====== THE INPUT ======

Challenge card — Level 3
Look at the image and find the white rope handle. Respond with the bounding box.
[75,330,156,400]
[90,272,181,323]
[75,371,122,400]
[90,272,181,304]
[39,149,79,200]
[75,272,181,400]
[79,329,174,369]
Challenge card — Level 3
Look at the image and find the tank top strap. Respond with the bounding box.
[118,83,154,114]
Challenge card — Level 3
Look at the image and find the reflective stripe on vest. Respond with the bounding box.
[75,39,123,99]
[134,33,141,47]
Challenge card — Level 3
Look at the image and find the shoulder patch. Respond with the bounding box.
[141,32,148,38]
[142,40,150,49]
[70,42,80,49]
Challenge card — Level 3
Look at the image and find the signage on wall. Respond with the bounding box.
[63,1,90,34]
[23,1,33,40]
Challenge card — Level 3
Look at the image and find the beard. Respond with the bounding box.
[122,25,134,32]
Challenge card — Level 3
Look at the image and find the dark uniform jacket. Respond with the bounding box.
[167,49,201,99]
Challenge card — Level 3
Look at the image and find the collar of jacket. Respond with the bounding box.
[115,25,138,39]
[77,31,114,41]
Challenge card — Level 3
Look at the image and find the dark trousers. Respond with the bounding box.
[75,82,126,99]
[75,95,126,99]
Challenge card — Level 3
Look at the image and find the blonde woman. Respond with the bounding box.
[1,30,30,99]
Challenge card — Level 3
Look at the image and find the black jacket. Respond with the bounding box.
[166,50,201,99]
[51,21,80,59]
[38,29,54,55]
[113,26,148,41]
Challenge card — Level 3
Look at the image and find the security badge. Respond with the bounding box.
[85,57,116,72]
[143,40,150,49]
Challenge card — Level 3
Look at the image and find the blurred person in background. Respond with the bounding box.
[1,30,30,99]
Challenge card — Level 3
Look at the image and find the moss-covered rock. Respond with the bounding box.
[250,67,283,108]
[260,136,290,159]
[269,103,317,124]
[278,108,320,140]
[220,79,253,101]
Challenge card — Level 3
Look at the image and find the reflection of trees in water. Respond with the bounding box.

======

* [GOAL]:
Reproduce the entire listing above, substituting "box coordinates" for every instance of "bounding box" and leaving all other text unchanged.

* [SOLUTION TO THIS TASK]:
Challenge card — Level 3
Look at the image and find the white rope handle. Respond with the box coordinates.
[75,330,156,400]
[90,272,181,323]
[75,371,122,400]
[90,272,181,304]
[39,149,79,200]
[75,272,181,400]
[79,329,174,369]
Challenge card — Level 3
Look at the image and find the tank top strap. Respond with the box coordinates.
[118,83,154,114]
Challenge card — Level 3
Look at the image and find the reflective stripe on vest. Respond with the box coordinates.
[75,39,123,99]
[134,33,141,47]
Challenge card — Level 3
Look at the image and find the shoulder patch. Respond with the box coordinates.
[141,32,148,38]
[142,40,150,49]
[70,42,80,49]
Challenge card — Level 3
Look at the image and find the signage on wall. Respond with the box coordinates.
[63,1,90,34]
[23,1,33,40]
Challenge card — Level 3
Look at the image and find the beard. Respond with the box coordinates.
[122,25,134,32]
Challenge card — Level 3
Look at the image and find the dark uniform jacket. Respond with the box coordinates.
[167,49,201,99]
Challenge card — Level 3
Look at the image and find the collar of jacket. Respond with the box coordinates.
[115,25,138,39]
[77,31,114,41]
Challenge card — Level 3
Look at the image and find the dark trousers. Respond with the box coordinates.
[75,82,126,99]
[75,95,126,99]
Challenge card — Level 3
Look at the image and find the blonde woman. Respond with the box coordinates.
[1,30,30,99]
Challenge card — Level 3
Look at the image and find the black jacket. Respond with the box coordinates.
[166,50,201,99]
[51,21,80,59]
[38,29,54,55]
[113,26,148,41]
Challenge card — Level 3
Look at the image and find the security badge. Respond with the box coordinates.
[85,57,116,72]
[143,40,150,49]
Challenge card — Level 3
Look at the image and find the blurred person in background. Respond with the box coordinates.
[1,30,30,99]
Challenge card — Level 3
Look at the image and find the moss-covered rock. Respond with the box coordinates.
[250,67,283,108]
[260,136,290,159]
[269,103,317,124]
[278,108,320,140]
[220,79,253,101]
Challenge card — Level 3
Look at the image and find the reflection of trees in water. Respond with the box coordinates.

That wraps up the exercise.